■ **PASSAGE SHOWN**
Using the exponential equations, half-life (DT₅₀) i.e. time taken, in days, for 50% dissipation of initial residues) was worked out (Table 8). The field dissipation from onion green leaves at doses above the recommended rate of application (50 g a.i. ha^− 1) and double the recommended rate indicated that, the half-life (DT₅₀) of quizalofop ethyl in onion was 1.5 − 1.7 days, irrespective of seasons which is a similar half-life (0.6 and 2.9 days) of the herbicide with the earlier report (Mantzos et al. 2017).

Table 8

Residues of Quizalofop ethyl (µg∙g^-1) in onion collected at intervals after application of herbicides
Treatment	Season	^aResidues of Quizalofop ethyl at different days after application								Regression equation	Half- life (days)
Treatment	Season	0	1	3	5	7	10	15	Harvest	Regression equation	Half- life (days)
T₁: 50 g a.i. ha^− 1	I	2.46	1.35	0.69	0.29	0.08	BQL^b	BQL	BQL	Y = 3.39–0.18X	1.67
T₁: 50 g a.i. ha^− 1	II	2.00	0.91	0.45	0.16	0.07	BQL	BQL	BQL	Y = 3.24–0.20X	1.41
T₁: 100 g a.i. ha^− 1	I	4.41	2.64	1.01	0.43	0.16	0.06	BQL	BQL	Y = 3.24–0.20X	1.81
T₁: 100 g a.i. ha^− 1	II	3.37	1.69	0.50	0.26	0.12	0.06	BQL	BQL	Y = 3.39–0.18X	1.51
Control	BQL	BQL	BQL	BQL	BQL	BQL	BQL	BQL	BQL	-	-
Hand weeding	BQL	BQL	BQL	BQL	BQL	BQL	BQL	BQL	BQL	-	-
^aMean value of three replicates;
^b BQL = Below Quantifiable Limit (0.05 µg g^− 1).

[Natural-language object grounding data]

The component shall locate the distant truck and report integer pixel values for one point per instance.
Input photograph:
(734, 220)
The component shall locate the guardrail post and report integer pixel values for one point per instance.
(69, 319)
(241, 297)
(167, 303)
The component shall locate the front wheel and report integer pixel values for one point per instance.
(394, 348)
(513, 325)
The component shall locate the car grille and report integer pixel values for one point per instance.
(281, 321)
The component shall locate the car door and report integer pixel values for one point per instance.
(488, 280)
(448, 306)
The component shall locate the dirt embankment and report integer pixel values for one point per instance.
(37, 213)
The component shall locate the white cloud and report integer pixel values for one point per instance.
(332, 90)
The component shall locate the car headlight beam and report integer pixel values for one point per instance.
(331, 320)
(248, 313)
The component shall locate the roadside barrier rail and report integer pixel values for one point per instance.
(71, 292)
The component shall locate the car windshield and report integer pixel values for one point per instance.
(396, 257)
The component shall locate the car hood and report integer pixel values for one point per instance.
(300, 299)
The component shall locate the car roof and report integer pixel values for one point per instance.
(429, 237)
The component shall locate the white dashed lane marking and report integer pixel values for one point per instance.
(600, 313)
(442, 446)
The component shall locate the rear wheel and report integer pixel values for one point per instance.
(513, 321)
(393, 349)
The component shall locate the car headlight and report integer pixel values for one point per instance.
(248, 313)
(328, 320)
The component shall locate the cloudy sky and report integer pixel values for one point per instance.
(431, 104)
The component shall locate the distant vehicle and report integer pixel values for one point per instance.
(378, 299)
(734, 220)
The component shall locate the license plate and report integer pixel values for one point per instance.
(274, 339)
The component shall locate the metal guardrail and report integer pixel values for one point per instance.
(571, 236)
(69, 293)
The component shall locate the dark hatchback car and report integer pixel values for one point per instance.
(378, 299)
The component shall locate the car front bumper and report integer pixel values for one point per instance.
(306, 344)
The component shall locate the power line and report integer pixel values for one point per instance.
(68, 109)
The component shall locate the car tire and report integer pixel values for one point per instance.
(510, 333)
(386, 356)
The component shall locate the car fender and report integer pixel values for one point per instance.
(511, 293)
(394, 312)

■ **EXERCISE INSTRUCTIONS**
In the passage above on quizalofop ethyl residues in onion, what does BQL stand for, and what level does it correspond to?

■ **TASK OUTPUT**
Below Quantifiable Limit, 0.05 µg g^− 1.